— Start Dataset extract —
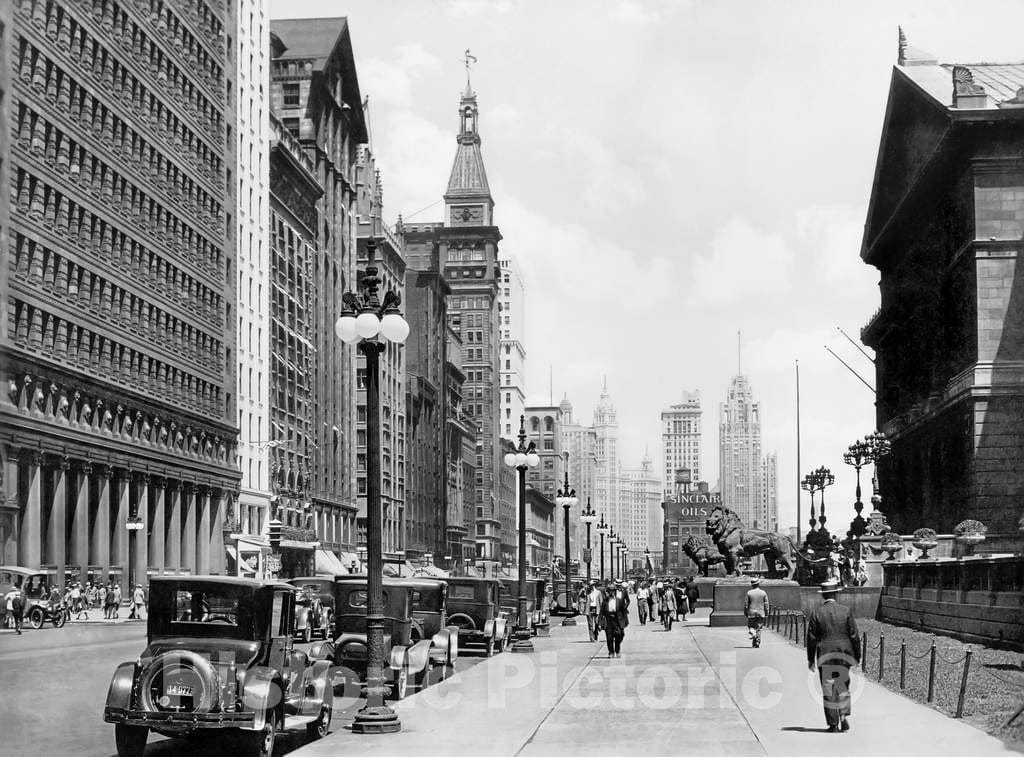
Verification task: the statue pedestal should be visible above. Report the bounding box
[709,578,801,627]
— End Dataset extract —
— Start Dataset extract —
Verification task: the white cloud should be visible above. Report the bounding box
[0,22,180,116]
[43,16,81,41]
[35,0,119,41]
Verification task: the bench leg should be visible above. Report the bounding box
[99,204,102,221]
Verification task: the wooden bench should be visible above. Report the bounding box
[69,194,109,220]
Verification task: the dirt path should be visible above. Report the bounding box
— End Dataset extract —
• Exercise prompt
Return the part of the material that opens with the line containing "Verification task: the statue" and closes with the line containing "[709,578,801,627]", including both of those lines, reproducing each line exactly.

• Complete answer
Verification task: the statue pedestal should be visible above. Report the bounding box
[709,578,801,627]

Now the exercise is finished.